- [Text passage]

Oct 14, 2014
Provinces, territories ‘could drive much harder bargains’
By Lee-Anne Goodman
OTTAWA (CP) — Canada is still paying far more than other industrialized countries for generic drugs, despite recent efforts by the provinces and territories to cuts costs by bulk-buying six particularly costly medications, a new study has found.
The study by the University of Ottawa and the Bruyere Research Institute says the price tags on the six drugs — which include medications for high blood pressure and high cholesterol — remain much higher in Canada than they are elsewhere.
While Canadians are saving some money under the bulk-purchasing scheme, they’re still spending much more than people in the U.K., Germany, New Zealand, Sweden and the United States, the report concludes.
In April 2013, the provinces and territories reached an agreement at a Council of the Federations meeting to pay significantly lower prices for the six drugs — amlodipine, atorvastatin, omeprazole, rabeprazole, ramipril, and venlafaxine — by joining forces to buy them in bulk.
Those medications account for about 20 per cent of publicly funded spending on drugs.

Dataset items
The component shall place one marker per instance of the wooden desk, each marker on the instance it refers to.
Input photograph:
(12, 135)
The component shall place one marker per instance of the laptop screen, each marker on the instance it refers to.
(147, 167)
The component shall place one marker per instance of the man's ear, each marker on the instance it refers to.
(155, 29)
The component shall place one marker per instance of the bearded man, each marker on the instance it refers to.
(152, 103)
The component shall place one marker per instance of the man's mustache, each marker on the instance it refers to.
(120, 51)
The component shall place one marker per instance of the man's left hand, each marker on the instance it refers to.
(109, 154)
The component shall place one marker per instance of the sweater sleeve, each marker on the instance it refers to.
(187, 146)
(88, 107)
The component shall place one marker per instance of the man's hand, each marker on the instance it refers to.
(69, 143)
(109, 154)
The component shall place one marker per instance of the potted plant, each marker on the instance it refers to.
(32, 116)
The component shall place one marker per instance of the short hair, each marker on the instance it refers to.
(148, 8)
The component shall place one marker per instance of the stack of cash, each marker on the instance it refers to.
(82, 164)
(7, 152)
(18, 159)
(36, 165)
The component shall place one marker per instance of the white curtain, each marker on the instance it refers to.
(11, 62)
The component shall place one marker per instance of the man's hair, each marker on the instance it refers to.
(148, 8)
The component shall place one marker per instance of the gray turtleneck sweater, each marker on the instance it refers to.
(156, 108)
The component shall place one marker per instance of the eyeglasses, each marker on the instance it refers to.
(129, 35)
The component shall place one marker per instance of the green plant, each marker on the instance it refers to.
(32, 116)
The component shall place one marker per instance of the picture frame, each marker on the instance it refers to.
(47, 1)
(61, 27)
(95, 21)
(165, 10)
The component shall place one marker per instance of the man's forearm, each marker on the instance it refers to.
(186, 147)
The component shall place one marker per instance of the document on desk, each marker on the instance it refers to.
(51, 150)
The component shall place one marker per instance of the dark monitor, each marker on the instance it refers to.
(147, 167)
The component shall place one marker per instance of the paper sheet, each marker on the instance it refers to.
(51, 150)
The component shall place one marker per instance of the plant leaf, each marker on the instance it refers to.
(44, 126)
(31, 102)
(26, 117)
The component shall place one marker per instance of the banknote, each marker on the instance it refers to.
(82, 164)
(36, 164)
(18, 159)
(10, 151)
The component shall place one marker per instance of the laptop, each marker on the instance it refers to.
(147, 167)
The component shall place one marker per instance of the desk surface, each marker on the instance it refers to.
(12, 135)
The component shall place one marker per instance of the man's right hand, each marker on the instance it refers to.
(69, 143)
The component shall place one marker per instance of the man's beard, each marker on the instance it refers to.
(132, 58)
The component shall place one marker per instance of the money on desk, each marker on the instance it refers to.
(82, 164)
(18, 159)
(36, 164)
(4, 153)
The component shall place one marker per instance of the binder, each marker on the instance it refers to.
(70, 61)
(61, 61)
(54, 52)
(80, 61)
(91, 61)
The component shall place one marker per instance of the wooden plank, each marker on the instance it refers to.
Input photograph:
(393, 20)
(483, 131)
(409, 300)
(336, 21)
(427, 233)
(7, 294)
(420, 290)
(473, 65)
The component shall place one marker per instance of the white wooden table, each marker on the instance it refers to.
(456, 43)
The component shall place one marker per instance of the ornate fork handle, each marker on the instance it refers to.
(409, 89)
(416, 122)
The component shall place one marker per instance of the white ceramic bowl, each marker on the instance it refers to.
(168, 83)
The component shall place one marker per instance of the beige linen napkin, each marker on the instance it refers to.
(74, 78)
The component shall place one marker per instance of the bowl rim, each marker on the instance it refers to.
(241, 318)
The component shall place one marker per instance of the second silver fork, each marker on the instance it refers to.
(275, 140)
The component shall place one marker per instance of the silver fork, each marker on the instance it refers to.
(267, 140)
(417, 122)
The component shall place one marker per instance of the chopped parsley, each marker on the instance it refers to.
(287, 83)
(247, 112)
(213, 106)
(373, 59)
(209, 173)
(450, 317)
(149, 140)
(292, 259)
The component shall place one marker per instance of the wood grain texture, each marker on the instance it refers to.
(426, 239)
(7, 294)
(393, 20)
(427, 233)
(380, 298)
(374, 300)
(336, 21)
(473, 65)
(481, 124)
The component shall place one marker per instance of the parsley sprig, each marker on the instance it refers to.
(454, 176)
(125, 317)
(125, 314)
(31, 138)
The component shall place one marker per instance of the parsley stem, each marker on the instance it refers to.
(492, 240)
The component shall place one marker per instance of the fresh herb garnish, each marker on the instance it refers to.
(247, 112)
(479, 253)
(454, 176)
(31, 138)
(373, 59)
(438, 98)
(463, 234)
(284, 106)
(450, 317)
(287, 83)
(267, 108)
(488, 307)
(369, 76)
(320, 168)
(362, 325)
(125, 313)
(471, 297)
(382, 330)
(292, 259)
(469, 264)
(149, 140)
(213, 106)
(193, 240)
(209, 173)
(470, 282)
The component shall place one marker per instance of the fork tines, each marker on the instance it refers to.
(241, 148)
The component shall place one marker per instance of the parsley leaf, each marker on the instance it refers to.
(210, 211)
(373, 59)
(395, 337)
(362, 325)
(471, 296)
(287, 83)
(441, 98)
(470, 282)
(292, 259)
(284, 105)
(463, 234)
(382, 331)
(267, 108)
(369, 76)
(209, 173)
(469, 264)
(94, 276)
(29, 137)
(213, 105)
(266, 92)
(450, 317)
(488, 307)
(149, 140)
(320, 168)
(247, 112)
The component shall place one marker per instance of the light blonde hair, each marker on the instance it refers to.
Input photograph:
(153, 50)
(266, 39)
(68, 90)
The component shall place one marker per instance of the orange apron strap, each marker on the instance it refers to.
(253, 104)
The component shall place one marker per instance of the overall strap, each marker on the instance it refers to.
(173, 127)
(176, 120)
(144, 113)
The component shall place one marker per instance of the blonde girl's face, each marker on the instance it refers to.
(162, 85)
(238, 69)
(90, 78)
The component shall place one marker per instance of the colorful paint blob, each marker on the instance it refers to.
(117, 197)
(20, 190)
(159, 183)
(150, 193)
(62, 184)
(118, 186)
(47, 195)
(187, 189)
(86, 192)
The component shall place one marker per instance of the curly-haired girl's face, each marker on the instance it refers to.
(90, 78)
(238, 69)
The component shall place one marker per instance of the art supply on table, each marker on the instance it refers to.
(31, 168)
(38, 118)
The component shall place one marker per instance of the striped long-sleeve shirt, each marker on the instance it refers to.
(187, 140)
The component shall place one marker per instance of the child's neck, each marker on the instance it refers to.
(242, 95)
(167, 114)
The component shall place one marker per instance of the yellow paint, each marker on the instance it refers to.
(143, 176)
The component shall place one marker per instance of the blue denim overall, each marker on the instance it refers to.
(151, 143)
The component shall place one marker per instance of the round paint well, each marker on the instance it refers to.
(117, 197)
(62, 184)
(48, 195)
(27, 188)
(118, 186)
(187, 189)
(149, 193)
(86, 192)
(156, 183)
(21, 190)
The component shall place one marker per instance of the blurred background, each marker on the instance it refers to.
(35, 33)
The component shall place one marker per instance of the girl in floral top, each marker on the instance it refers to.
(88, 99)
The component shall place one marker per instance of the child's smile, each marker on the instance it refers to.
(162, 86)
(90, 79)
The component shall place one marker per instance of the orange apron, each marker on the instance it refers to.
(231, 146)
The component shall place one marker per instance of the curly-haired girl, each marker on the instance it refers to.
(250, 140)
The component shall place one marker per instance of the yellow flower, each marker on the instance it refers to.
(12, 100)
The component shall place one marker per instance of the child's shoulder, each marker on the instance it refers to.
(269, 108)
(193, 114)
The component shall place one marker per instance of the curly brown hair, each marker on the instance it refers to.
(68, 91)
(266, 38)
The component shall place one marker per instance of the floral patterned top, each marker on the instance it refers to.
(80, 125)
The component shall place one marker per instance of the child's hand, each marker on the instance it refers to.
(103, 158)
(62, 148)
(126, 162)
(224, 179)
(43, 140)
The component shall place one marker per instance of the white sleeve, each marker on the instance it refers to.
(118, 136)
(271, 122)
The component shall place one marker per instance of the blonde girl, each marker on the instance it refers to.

- [Requirement]
Copy the part of the article on generic drug prices from "While Canadians are" to "spending on drugs.". The listing stands on its own and has no connection to the article.

- [Response to this task]
While Canadians are saving some money under the bulk-purchasing scheme, they’re still spending much more than people in the U.K., Germany, New Zealand, Sweden and the United States, the report concludes.
In April 2013, the provinces and territories reached an agreement at a Council of the Federations meeting to pay significantly lower prices for the six drugs — amlodipine, atorvastatin, omeprazole, rabeprazole, ramipril, and venlafaxine — by joining forces to buy them in bulk.
Those medications account for about 20 per cent of publicly funded spending on drugs.